Copy the material below from its first line through the line that contains "positive clicks: (508, 263) (573, 345)", swapping "rough mask" for "coarse mask" everywhere and changing nothing else.

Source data
☆ ☆ ☆ ☆ ☆

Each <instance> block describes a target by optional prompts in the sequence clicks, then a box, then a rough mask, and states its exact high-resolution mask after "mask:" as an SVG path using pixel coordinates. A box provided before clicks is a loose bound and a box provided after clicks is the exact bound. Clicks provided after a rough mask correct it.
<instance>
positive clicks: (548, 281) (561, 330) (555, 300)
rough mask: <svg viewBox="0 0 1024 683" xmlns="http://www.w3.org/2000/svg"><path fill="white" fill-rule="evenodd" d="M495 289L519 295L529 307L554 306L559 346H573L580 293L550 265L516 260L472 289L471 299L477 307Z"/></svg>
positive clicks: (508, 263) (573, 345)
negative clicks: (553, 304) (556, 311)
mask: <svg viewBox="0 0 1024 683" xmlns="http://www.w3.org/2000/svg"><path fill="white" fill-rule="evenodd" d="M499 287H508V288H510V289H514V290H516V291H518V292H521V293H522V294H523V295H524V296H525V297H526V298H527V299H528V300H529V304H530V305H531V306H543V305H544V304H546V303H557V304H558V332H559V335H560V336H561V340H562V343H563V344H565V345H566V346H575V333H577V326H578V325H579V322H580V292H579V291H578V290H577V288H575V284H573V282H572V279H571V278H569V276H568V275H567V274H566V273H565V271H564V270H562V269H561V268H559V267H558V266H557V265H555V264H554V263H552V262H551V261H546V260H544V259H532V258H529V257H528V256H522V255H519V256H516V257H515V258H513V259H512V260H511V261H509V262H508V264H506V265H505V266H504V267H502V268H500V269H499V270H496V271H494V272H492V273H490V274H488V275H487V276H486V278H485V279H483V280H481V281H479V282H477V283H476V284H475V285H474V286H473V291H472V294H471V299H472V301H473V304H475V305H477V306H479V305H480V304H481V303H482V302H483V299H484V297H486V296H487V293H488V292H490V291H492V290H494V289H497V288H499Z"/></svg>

☆ ☆ ☆ ☆ ☆

* The completed task
Each <instance> block describes a target by optional prompts in the sequence clicks, then a box, then a coarse mask, and states its exact high-resolution mask after "mask:" as an SVG path using pixel coordinates. A box provided before clicks is a loose bound and a box provided after clicks is the exact bound. Clicks provided after a coarse mask correct it.
<instance>
positive clicks: (548, 281) (561, 330) (555, 300)
coarse mask: <svg viewBox="0 0 1024 683" xmlns="http://www.w3.org/2000/svg"><path fill="white" fill-rule="evenodd" d="M495 289L519 295L529 307L554 306L559 346H573L580 293L550 265L516 260L472 289L471 299L477 307Z"/></svg>
positive clicks: (508, 263) (573, 345)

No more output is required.